- _Short task_: How many lines in the entries below contain the string "black", with case counting? Reply with the number alone.

- _Records shown_:

......

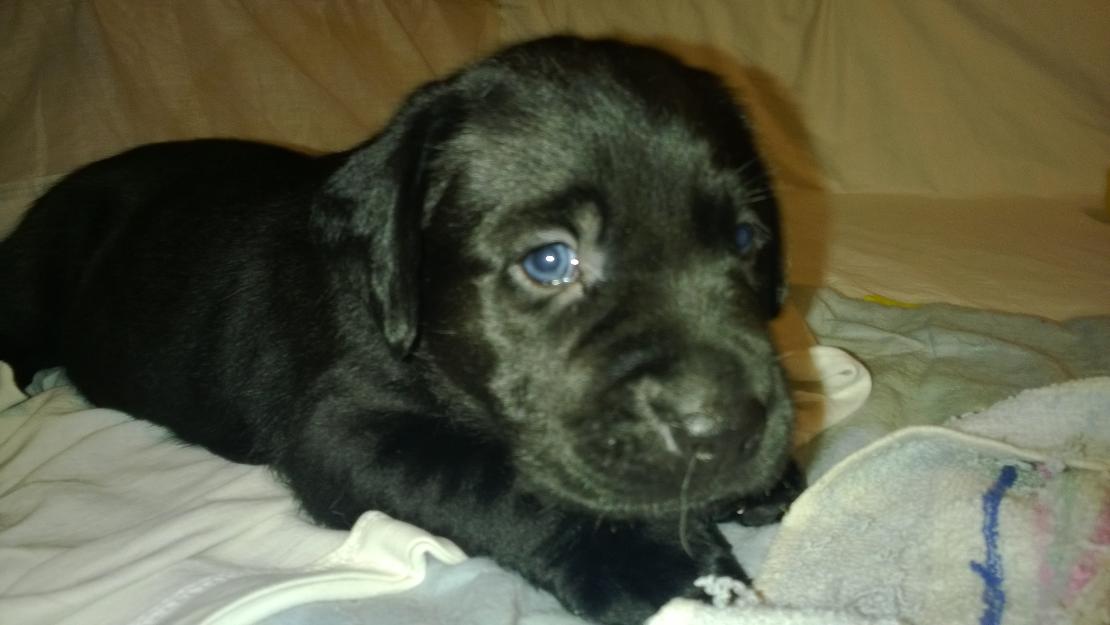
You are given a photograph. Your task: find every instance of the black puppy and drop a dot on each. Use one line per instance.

......

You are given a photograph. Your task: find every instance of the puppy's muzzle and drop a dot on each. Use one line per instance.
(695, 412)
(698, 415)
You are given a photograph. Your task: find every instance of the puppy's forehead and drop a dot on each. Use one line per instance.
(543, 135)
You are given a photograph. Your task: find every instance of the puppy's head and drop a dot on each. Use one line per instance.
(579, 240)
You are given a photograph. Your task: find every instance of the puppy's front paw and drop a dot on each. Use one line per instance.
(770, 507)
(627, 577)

......

- _The response_: 1